Transcribe the lines of the records starting with the one that has "segment **sunlight on horizon**" in it and ending with the last, and transcribe nothing else.

---+---

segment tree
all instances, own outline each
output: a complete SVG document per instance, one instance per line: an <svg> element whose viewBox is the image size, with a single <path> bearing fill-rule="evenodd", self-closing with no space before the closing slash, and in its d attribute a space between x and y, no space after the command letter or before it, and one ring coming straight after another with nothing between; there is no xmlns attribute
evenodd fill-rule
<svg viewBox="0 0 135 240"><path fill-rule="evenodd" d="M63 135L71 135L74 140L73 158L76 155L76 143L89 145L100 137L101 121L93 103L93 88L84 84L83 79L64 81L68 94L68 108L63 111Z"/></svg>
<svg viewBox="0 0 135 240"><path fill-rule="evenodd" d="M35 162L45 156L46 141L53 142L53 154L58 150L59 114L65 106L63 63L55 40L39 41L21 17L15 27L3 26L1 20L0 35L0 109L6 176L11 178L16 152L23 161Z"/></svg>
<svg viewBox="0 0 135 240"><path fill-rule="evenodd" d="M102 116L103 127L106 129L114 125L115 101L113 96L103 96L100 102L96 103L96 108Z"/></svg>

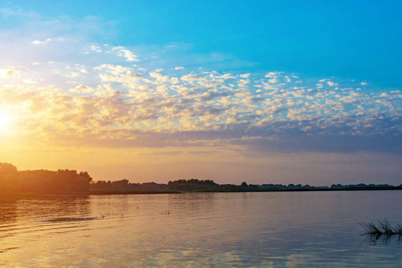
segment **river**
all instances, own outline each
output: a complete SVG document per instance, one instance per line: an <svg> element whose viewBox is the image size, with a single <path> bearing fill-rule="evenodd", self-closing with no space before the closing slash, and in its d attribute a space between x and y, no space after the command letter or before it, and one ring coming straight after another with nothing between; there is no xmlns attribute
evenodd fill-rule
<svg viewBox="0 0 402 268"><path fill-rule="evenodd" d="M26 197L0 203L0 266L402 267L402 191Z"/></svg>

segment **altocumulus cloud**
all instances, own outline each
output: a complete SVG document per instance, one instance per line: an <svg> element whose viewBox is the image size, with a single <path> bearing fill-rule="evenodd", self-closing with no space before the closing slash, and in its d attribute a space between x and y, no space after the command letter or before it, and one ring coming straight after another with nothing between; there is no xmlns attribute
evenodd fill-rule
<svg viewBox="0 0 402 268"><path fill-rule="evenodd" d="M0 66L0 105L21 133L77 147L402 153L398 90L281 71L156 70L152 57L124 46L89 44L80 53L18 71Z"/></svg>

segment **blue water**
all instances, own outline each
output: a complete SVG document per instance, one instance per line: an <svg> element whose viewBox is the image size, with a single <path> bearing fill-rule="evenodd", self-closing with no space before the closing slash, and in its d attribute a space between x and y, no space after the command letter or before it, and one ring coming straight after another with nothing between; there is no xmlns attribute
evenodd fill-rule
<svg viewBox="0 0 402 268"><path fill-rule="evenodd" d="M402 267L402 191L23 197L0 203L0 265Z"/></svg>

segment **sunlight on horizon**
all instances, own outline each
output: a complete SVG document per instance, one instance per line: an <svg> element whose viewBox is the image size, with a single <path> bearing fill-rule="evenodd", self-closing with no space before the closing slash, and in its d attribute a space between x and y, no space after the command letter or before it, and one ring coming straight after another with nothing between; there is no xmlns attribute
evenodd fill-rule
<svg viewBox="0 0 402 268"><path fill-rule="evenodd" d="M4 112L0 112L0 134L7 133L12 126L11 116Z"/></svg>

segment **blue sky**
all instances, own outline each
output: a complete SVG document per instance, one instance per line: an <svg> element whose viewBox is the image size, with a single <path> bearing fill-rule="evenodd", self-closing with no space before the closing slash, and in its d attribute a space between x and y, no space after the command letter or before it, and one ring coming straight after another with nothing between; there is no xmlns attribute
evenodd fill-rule
<svg viewBox="0 0 402 268"><path fill-rule="evenodd" d="M280 70L364 80L376 88L399 85L400 1L13 1L6 5L47 18L95 16L110 24L110 32L93 38L112 45L184 43L192 53L222 53L244 62L244 66L229 64L228 71Z"/></svg>
<svg viewBox="0 0 402 268"><path fill-rule="evenodd" d="M400 184L400 13L398 1L3 2L0 157L96 180Z"/></svg>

---+---

Expected answer:
segment **sunlight on horizon**
all instances, own outline each
output: a complete SVG document per instance, one instance per line: an <svg> element whose viewBox is the image size, with a single <path> bearing fill-rule="evenodd", self-closing with no space before the closing slash, and in its d attribute a space between x and y, no space after the command letter or before it, and one ring coming straight after another with nothing between; there is no xmlns attribute
evenodd fill-rule
<svg viewBox="0 0 402 268"><path fill-rule="evenodd" d="M4 112L0 112L0 134L7 133L12 126L11 116Z"/></svg>

segment **blue sky**
all instances, own outline each
output: a complete SVG document per instance, one instance per line: an <svg> element whose viewBox is the image size, with a single <path> bearing fill-rule="evenodd", self-closing with no space before the closing slash, and in its d attribute a space between x and y, no space after the command letter or before it, and one ring coming straight after another with nothing between; there is no xmlns attribute
evenodd fill-rule
<svg viewBox="0 0 402 268"><path fill-rule="evenodd" d="M280 70L364 80L376 88L399 85L400 1L13 1L6 5L47 18L95 16L110 24L110 32L93 38L112 45L184 43L192 53L222 53L244 62L244 66L229 64L228 71Z"/></svg>
<svg viewBox="0 0 402 268"><path fill-rule="evenodd" d="M400 184L400 13L398 1L3 2L0 157L96 180Z"/></svg>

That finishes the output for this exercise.